__STATED GOAL 1__:
Answer these questions using the excerpt on the company's debt and liquidity:
(a) What total did the Company's debt with RUS/RTB reach at the end of September 2002?
(b) What was the interest rate on the SunTrust Bank line of credit as of September 30, 2002?
(c) What cash dividend per share did the Board of Directors declare after the close of the third quarter?
__STATED GOAL 2__: Duplicate the passage of the excerpt on the company's debt and liquidity between "The patronage credits" and "is approximately 6.5%.", inclusive.

__EXTRACT TO READ__:
-- BEGIN --

The patronage credits have the effect of reducing the borrowing rate by the
amount of the credit distributed. Repayment of the CoBank long-term debt
facilities requires monthly payments on the debt through September 2013.

Additionally, the Company has debt with RUS/RTB that totaled $11.2 million at
the end of September 2002, with maturities through 2019. The weighted average
interest rate on the RUS/RTB debt is approximately 6.5%.

The Company's long-term debt facilities require the Company to maintain certain
financial ratios, including leverage, equity to total assets, and debt service
coverage. A portion of the Company's debt pricing is tied to the Company's
coverage covenant. The Company is in compliance with the debt covenant
requirements as of September 30, 2002, and is therefore provided with the most
favorable pricing allowed under the facility.

As part of the cash management services provided by SunTrust Bank, the Company
maintains an unsecured line of credit to cover temporary variations in
liquidity. The Company made numerous draws and payments on the line of credit
during the quarter, and there was $0.3 million outstanding at September 30,
2002. The interest rate is variable and is currently at 2.5% as of September 30,
2002. The Company recently renewed and expanded this facility to $2.5 million to
allow for greater flexibility under its cash management system. The terms and
financial covenants are similar to the previous facility, with maturity on May
31, 2003, which is one year from the original renewal date of the $2 million
facility it replaced.

At its option, the Company may also liquidate portions of the securities
available-for-sale portfolio, to provide for its cash and capital needs. These
securities in total had a market value of $127 thousand as of September 30,
2002.


23


Year-to-date capital spending was $18.8 million, compared to a total capital
budget for the year of approximately $30.3 million. Major projects in the
year-to-date spending include renovations of office and meeting space in
Edinburg, Va., enhancements to the PCS network, and the final construction phase
of a diverse fiber network route to Northern Virginia. Capital spending in the
PCS subsidiary has slowed recently since the Company has met the contractual
requirements of the agreement with Sprint. Management expects cash flow from
operations and the renewed debt facilities will provide the Company with
adequate cash resources for the remainder of 2002.

Subsequent to the close of the third quarter, the Board of Directors declared a
cash dividend of $0.74 per share, payable on December 2, 2002 to shareholders of
record on November 15, 2002. This is a $0.04 per share increase or 5.7% increase
over the $0.70 per share dividend paid in 2001. The total payout to shareholders
will be approximately $2.8 million, with the cash for the dividend coming from
operating cash flows or the revolving loan facilities.

-- END --

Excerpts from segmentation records
-- BEGIN --

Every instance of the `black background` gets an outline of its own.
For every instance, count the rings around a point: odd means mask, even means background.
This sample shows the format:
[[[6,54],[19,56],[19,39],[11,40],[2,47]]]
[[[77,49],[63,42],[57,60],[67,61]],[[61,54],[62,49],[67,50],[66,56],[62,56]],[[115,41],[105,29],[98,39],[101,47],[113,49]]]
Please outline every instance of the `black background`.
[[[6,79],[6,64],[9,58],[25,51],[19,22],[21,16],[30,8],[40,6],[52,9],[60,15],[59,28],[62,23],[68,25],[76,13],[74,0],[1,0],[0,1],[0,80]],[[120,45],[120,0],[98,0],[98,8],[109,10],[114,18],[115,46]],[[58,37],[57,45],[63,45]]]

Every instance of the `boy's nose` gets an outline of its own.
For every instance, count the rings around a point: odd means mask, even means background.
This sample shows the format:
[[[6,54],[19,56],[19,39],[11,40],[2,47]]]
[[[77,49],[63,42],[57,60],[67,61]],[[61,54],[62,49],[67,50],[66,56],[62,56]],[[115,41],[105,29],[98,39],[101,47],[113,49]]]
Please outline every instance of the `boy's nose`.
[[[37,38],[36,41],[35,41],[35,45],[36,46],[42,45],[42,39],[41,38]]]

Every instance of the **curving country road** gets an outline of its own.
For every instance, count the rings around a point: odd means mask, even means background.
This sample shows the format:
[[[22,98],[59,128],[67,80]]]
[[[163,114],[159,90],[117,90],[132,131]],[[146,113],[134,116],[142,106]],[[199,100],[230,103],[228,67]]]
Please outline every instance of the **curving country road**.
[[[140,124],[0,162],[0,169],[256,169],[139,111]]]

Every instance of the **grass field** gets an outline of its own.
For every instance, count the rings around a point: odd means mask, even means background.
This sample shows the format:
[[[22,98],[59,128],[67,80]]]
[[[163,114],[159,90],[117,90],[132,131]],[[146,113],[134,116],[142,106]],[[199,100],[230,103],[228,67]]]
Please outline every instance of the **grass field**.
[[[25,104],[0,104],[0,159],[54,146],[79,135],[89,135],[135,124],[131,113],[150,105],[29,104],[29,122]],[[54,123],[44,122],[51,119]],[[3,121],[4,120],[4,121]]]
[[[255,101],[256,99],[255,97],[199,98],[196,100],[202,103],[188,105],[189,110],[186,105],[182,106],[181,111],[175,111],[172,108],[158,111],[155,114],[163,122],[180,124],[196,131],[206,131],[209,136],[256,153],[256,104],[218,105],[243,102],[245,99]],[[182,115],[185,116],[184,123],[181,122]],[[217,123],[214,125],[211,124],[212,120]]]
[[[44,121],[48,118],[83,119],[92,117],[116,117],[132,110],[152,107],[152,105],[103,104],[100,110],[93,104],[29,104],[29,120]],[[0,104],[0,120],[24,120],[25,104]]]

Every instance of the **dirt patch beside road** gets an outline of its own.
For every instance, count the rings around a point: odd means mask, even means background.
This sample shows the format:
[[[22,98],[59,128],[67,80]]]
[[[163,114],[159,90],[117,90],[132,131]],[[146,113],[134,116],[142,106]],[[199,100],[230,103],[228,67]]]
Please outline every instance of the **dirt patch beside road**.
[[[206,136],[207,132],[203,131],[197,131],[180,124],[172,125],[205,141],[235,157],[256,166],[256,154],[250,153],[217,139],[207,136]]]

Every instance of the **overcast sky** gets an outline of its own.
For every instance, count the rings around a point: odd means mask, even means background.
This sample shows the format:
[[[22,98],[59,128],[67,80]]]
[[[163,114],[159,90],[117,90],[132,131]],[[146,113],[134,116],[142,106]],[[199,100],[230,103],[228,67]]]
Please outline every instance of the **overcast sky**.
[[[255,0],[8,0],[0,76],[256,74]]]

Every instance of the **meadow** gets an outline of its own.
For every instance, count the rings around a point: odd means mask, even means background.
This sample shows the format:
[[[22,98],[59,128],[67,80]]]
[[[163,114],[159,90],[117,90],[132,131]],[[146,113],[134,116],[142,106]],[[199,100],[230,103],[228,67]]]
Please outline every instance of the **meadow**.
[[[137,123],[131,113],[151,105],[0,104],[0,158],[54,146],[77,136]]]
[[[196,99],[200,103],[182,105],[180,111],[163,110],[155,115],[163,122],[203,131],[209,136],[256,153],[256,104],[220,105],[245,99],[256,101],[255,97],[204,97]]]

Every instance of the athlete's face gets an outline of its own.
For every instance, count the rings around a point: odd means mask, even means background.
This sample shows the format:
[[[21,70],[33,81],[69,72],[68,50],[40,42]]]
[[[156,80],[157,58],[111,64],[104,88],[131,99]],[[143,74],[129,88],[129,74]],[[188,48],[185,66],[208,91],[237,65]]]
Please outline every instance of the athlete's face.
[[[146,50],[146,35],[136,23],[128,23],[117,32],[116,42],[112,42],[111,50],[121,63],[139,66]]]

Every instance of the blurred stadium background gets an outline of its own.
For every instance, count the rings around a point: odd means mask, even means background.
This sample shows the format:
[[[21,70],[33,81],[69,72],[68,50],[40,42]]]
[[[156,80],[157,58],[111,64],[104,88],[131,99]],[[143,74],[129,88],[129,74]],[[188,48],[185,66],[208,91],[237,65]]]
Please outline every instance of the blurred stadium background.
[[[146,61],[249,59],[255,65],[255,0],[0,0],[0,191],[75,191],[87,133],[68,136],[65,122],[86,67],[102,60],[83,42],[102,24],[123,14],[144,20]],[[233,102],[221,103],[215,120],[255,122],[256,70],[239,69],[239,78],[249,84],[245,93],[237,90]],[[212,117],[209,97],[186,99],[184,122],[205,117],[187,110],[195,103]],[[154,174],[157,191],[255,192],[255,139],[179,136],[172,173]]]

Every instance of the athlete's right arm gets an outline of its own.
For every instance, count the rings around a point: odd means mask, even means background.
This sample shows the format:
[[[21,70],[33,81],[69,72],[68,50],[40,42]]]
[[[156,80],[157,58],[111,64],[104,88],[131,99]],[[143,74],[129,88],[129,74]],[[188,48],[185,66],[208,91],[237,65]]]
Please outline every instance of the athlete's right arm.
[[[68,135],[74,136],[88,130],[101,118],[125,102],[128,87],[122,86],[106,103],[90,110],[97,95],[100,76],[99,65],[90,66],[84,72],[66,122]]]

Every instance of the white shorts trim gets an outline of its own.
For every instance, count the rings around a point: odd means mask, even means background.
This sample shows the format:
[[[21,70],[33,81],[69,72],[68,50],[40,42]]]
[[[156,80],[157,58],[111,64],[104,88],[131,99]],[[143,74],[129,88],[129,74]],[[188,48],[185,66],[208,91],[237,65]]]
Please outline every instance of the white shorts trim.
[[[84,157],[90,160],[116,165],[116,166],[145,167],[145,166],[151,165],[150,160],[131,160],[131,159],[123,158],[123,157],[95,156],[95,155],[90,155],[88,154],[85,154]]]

-- END --

__COMPLETE RESPONSE 1__:
(a) $11.2 million
(b) 2.5%
(c) $0.74 per share

__COMPLETE RESPONSE 2__:
The patronage credits have the effect of reducing the borrowing rate by the
amount of the credit distributed. Repayment of the CoBank long-term debt
facilities requires monthly payments on the debt through September 2013.

Additionally, the Company has debt with RUS/RTB that totaled $11.2 million at
the end of September 2002, with maturities through 2019. The weighted average
interest rate on the RUS/RTB debt is approximately 6.5%.